- _WHAT TO DO_
Can you copy the entries from the line containing "the stadium in" through the last line, requests included, and shift every point coordinate in the answers up by 121?

- _DATASET_
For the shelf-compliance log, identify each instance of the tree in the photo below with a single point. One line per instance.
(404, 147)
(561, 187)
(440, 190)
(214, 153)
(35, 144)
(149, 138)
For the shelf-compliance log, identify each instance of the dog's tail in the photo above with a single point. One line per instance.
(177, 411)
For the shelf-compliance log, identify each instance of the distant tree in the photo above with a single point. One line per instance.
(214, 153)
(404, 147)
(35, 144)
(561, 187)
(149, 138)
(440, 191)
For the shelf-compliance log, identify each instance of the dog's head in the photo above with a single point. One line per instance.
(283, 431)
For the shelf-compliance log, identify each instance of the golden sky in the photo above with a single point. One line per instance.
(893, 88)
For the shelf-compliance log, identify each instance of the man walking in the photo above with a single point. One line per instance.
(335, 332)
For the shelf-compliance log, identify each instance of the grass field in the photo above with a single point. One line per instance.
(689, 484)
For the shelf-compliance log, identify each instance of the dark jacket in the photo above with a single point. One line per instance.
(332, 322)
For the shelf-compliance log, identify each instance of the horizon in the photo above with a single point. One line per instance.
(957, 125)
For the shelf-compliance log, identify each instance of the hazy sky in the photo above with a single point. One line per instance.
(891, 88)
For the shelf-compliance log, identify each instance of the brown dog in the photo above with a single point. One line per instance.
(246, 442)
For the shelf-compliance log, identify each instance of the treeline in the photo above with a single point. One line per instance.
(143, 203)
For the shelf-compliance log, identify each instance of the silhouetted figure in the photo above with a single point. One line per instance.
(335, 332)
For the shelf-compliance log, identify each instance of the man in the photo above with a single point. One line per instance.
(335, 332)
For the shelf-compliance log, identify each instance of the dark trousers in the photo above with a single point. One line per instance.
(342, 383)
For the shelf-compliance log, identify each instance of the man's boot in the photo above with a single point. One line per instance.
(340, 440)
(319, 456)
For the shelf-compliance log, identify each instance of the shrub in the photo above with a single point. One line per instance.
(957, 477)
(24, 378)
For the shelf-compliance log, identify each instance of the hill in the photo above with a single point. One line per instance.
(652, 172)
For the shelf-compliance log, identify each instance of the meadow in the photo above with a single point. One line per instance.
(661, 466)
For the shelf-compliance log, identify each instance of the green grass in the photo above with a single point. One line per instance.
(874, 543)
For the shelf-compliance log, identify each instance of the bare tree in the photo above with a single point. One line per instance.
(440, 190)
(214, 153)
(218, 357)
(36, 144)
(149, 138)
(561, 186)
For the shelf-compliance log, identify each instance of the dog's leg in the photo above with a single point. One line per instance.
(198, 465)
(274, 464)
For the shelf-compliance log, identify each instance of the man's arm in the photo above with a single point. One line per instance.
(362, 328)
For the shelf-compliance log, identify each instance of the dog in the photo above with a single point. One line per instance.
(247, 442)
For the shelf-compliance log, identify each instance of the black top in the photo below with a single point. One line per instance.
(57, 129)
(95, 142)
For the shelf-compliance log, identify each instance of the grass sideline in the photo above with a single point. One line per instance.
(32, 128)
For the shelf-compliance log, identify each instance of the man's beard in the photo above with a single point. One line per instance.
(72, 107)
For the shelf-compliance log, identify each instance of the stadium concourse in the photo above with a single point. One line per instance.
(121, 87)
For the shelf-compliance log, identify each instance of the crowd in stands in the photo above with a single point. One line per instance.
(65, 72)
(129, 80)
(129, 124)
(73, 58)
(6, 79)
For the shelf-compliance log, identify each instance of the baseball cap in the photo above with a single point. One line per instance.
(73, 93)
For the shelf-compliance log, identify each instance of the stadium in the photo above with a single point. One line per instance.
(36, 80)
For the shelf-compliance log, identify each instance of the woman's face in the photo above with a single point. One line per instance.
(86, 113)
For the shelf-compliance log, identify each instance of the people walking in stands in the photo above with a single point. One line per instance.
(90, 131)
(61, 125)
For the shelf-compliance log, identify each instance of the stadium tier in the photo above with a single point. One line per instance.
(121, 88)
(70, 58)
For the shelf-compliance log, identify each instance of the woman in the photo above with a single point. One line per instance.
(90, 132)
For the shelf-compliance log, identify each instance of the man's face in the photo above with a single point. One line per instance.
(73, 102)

- _SOLUTION TO THIS PROBLEM_
For the shelf-compliance log, identify each instance of the stadium in the photo above with a single point. One line per instance.
(157, 201)
For the shelf-compliance log, identify each instance of the woman's face in the photo above with a single point. One line per instance.
(207, 234)
For the shelf-compliance log, identify each instance of the people walking in stands in the photo above with a single point. One line per instance.
(211, 252)
(182, 246)
For the shelf-compliance log, identify each instance of the stadium tier in the photo above with a single point. One line per instance.
(242, 209)
(191, 179)
For the shelf-compliance log, identify each instance of the woman in the photo above with a single point. One line per instance.
(211, 253)
For the shelf-compliance log, identify each instance of the man's face in the photo above with a single point. One line per instance.
(194, 223)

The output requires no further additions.